→ **GIVEN TASK 1**
According to the add bold tag problem below, what is the largest length the given dict can have?

616. Add Bold Tag in String

Given a string s and a list of strings dict, you need to add a closed pair of bold tag <b> and </b> to wrap
the substrings in s that exist in dict. If two such substrings overlap, you need to wrap them together by
only one pair of closed bold tag. Also, if two substrings wrapped by bold tags are consecutive, you need to
combine them.

Example 1:

Input:
s = "abcxyz123"
dict = ["abc","123"]
Output:
"<b>abc</b>xyz<b>123</b>"

Example 2:

Input: 
s = "aaabbcc"
dict = ["aaa","aab","bc"]
Output:
"<b>aaabbc</b>c"

Note:

    The given dict won't contain duplicates, and its length won't exceed 100.
    All the strings in input have length in range [1, 1000].
  • Merge Interval

public String addBoldTag(String input, String[] dict) {
        HashSet<String> set = new HashSet<>();
        int max = 0;
        for(String s : dict) {
            set.add(s);
            max = Math.max(max, s.length());
        }
        ArrayList<int[]> arr = new ArrayList<>();
        for(int i = 0; i < input.length(); i++) {
            for(int j = Math.min(i + max, input.length()); j > i; j--) {
                String candidate = input.substring(i, j);
                if(set.contains(candidate)) {
                    if(arr.size() > 0 && arr.get(arr.size()-1)[1] >= i-1) {
                        arr.get(arr.size()-1)[1] = Math.max(j-1, arr.get(arr.size()-1)[1]);
                    } else {
                        arr.add(new int[]{i, j-1});
                    }
                    break;
                }
            }
        }
        StringBuilder sb = new StringBuilder();
        int j = 0;
        for(int i = 0; i < input.length(); i++) {
            if(j < arr.size() && i == arr.get(j)[0]) sb.append("<b>");
            sb.append(input.charAt(i));
            if(j < arr.size() && i == arr.get(j)[1]) {
                sb.append("</b>");
                j++;
            }
        }
        return sb.toString();
    }

→ **MATERIAL FOR THIS EXERCISE**
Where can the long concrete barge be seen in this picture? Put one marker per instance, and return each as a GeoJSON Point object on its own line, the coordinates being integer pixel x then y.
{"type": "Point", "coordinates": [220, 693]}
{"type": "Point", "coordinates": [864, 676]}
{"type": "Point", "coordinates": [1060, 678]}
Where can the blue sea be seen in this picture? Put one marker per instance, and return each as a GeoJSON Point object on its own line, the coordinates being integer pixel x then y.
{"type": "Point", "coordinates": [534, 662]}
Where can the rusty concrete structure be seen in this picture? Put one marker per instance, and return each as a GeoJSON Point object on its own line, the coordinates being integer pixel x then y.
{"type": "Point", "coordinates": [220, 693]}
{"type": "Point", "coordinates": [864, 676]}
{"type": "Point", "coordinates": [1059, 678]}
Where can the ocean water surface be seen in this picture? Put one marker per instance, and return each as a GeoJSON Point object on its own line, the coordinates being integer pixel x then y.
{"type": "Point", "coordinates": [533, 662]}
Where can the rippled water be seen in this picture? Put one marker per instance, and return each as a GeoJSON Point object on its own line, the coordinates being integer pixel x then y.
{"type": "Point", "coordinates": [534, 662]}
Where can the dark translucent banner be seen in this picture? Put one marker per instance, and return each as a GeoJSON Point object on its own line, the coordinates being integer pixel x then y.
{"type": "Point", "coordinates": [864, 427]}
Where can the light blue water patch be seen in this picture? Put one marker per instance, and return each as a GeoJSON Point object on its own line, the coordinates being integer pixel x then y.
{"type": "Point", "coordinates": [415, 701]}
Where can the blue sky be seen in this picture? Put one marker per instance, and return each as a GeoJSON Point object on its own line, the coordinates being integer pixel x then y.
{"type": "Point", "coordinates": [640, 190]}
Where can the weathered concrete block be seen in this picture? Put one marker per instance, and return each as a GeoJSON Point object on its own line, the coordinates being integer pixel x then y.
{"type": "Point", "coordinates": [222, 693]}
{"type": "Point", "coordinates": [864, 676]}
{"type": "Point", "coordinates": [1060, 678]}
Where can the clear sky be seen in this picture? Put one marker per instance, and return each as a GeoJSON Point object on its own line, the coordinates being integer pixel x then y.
==
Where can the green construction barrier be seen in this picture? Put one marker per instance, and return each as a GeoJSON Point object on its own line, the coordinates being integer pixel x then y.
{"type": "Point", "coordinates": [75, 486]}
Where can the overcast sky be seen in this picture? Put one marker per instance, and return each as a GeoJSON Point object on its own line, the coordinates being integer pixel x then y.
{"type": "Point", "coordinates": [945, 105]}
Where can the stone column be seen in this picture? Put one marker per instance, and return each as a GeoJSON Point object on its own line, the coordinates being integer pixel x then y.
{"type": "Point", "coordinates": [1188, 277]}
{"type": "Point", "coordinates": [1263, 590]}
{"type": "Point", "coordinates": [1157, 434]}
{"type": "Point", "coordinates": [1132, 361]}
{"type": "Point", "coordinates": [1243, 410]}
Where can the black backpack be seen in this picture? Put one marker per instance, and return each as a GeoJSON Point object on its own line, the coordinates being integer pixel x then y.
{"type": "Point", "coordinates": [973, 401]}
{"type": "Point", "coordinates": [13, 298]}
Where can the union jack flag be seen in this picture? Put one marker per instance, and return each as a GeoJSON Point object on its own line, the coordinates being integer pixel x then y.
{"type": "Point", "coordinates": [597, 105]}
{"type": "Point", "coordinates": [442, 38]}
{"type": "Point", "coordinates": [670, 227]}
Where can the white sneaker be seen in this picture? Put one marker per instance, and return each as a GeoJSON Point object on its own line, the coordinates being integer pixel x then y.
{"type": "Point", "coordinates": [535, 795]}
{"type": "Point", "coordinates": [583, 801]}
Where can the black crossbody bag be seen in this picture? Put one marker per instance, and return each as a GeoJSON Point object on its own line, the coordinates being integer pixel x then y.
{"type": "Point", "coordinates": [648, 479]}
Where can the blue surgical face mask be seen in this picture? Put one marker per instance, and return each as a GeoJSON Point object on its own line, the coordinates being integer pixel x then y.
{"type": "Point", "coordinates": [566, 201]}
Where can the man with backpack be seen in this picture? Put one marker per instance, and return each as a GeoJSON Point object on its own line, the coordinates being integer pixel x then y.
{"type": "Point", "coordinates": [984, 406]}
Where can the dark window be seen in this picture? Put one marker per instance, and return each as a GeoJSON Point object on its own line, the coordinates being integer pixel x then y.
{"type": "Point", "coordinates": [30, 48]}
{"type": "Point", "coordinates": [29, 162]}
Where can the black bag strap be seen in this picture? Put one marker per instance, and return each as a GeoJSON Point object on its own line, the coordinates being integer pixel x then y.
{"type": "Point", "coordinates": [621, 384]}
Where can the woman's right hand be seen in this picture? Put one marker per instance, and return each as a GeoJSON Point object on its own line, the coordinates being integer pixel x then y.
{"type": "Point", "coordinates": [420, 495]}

→ **GIVEN TASK 2**
Pull out every line of the records above that contains the word "backpack".

→ **COMPLETE OUTPUT 1**
It won't exceed 100.

→ **COMPLETE OUTPUT 2**
Where can the black backpack be seen in this picture? Put one marker per instance, and return each as a GeoJSON Point object on its own line, the coordinates being integer pixel x then y.
Where can the man with backpack be seen in this picture? Put one marker per instance, and return each as a GeoJSON Point object on its own line, the coordinates being integer pixel x then y.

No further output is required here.